* WORK TO COMPLETE:
Copy out only the span from the line with "Can you spot the olive" to the end of the data, both ends kept, word for word.

(Dataset excerpts)
···

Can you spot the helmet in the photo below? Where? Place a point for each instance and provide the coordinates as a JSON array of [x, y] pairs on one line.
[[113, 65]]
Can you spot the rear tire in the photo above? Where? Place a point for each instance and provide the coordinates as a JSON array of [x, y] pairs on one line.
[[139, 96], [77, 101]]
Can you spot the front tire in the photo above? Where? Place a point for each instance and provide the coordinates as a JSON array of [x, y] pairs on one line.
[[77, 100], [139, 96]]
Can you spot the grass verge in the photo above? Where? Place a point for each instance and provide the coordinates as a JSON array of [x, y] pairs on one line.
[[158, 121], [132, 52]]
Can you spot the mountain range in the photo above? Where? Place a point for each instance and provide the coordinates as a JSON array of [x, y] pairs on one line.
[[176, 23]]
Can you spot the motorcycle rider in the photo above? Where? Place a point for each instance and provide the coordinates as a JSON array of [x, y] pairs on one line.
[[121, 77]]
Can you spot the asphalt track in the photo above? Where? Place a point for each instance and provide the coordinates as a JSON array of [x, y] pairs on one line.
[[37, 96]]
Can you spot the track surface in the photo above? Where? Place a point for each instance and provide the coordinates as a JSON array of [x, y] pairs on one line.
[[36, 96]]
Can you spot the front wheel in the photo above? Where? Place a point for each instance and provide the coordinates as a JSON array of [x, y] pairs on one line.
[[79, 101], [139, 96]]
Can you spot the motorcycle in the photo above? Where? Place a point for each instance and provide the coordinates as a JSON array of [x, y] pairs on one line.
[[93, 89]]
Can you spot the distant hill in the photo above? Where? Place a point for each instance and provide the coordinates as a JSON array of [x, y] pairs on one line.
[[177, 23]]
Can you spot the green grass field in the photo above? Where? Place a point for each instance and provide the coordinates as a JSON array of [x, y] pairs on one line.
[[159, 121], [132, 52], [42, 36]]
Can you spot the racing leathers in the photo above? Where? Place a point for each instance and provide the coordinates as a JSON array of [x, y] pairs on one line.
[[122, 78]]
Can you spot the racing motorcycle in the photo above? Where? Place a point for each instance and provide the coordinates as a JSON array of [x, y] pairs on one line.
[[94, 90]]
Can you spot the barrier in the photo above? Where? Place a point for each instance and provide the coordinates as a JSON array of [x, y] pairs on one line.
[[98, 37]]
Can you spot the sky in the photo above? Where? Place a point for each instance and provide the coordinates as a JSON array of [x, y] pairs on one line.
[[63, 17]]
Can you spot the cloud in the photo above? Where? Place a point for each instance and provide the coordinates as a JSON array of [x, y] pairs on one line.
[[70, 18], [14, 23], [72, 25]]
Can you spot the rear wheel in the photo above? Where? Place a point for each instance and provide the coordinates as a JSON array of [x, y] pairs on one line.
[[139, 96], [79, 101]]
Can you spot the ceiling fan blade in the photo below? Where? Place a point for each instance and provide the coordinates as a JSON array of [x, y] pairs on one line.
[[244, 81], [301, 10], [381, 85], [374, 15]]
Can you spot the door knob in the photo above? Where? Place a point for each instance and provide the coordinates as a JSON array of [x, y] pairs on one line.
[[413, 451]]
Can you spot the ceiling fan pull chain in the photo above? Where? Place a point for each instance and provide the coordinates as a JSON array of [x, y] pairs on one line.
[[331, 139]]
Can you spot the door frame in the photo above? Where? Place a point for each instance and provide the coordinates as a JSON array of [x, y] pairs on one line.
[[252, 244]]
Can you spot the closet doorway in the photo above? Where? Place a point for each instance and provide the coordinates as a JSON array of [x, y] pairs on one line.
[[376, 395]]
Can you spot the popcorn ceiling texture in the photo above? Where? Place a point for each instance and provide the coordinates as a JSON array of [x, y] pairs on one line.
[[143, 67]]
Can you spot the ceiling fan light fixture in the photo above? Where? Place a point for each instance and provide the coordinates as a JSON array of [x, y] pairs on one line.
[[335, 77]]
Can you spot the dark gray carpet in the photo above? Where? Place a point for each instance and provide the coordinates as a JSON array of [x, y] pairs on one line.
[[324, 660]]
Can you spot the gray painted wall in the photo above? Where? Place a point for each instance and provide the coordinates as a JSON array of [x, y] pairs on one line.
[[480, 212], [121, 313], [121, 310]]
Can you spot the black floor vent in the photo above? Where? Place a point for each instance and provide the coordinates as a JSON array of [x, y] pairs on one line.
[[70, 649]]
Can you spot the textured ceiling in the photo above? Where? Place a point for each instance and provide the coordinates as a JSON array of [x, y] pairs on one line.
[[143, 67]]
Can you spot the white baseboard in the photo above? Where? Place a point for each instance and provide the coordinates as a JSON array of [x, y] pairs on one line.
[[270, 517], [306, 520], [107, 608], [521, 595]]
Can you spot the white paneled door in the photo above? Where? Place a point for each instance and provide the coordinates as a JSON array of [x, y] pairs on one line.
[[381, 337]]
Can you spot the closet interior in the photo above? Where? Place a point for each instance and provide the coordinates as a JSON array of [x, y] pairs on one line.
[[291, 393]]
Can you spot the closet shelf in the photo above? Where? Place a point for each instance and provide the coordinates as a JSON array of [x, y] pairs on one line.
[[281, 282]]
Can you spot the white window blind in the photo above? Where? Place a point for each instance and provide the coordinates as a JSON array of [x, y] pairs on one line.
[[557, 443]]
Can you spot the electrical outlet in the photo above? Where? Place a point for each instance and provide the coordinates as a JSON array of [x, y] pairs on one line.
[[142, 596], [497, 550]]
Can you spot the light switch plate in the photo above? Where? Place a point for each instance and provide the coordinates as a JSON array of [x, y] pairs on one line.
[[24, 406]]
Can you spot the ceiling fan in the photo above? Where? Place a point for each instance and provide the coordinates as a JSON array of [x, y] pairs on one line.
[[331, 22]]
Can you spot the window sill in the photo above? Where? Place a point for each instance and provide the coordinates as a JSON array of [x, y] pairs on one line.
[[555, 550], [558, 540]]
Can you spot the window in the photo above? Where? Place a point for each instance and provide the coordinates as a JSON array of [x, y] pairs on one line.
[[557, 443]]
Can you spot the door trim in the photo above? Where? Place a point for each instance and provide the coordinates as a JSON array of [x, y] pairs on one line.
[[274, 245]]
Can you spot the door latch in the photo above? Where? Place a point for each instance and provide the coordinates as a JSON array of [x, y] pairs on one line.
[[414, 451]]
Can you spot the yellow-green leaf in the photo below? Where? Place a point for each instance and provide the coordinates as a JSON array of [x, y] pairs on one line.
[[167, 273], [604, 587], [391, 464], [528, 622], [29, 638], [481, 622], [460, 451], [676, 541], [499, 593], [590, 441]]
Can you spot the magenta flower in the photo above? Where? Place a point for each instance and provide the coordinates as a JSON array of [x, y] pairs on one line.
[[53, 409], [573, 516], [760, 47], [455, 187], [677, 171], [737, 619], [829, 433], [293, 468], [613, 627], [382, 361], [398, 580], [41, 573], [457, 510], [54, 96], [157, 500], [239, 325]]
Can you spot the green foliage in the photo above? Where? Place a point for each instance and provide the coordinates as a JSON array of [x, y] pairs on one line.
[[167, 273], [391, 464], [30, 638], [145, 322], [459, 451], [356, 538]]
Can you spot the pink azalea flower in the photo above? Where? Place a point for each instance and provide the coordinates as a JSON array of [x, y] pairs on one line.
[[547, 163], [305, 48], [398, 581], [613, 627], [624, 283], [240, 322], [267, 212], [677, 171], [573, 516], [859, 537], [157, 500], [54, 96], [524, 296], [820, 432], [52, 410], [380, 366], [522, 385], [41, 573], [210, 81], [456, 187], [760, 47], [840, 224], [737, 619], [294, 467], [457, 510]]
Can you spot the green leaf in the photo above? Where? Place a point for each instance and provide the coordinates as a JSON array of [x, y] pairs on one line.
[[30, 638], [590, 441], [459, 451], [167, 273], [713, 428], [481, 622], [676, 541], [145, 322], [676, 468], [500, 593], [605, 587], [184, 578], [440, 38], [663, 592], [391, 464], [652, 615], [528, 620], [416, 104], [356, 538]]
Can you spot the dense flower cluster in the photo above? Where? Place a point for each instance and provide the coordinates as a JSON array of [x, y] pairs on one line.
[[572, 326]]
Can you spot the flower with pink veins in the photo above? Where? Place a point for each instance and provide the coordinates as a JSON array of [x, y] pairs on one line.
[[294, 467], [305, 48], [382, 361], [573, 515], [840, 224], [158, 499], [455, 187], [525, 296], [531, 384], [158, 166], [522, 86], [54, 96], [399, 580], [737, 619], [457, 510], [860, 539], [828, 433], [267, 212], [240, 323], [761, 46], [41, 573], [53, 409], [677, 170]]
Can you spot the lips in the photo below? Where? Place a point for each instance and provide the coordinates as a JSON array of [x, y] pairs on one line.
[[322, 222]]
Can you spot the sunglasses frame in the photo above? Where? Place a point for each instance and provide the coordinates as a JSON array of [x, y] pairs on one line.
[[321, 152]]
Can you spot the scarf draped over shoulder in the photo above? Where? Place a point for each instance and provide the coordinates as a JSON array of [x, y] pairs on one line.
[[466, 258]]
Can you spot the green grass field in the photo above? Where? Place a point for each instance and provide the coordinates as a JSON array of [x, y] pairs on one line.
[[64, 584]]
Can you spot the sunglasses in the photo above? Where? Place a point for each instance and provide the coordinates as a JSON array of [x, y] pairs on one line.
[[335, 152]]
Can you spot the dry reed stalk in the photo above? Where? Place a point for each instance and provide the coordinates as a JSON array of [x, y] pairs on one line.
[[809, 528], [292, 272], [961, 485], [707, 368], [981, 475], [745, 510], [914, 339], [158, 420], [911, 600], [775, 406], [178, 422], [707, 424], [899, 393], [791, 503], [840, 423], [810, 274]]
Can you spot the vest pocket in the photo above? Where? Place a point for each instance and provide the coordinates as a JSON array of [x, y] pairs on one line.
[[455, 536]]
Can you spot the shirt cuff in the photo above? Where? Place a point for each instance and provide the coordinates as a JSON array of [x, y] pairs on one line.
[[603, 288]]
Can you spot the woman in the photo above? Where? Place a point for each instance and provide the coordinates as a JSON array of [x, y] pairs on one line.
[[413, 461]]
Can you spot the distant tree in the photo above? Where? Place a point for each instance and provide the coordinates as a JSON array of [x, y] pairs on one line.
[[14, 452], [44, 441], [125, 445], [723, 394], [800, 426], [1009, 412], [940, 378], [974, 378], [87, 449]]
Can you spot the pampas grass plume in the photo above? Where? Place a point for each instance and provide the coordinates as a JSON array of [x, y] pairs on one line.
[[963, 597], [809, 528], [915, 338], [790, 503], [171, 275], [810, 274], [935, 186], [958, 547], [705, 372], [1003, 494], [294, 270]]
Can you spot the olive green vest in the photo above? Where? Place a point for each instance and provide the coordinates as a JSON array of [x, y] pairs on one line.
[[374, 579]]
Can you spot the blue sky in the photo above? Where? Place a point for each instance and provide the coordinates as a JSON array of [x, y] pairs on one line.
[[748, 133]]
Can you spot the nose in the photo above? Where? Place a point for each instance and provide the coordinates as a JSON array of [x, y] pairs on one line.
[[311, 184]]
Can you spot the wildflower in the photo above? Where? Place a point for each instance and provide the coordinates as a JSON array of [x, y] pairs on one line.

···

* SOLUTION TO THE PROBLEM:
Can you spot the olive green vest in the photo above? Where? Place a point for each instance and provide the coordinates as a JSON array of [x, y] pairs on one line.
[[374, 579]]
Can you spot the blue sky in the photo above? Where? Place a point for each instance and provide the coordinates as a JSON array of [x, y] pairs on one line.
[[748, 133]]
Can you spot the nose in the photo above? Where? Place a point for each instance and provide the coordinates as a JSON array of [x, y] pairs on one line.
[[311, 184]]
Can you spot the wildflower in the photo above? Where? Place a point for each instance and provide the coordinates as a JSON array of [x, y] pairs on one line.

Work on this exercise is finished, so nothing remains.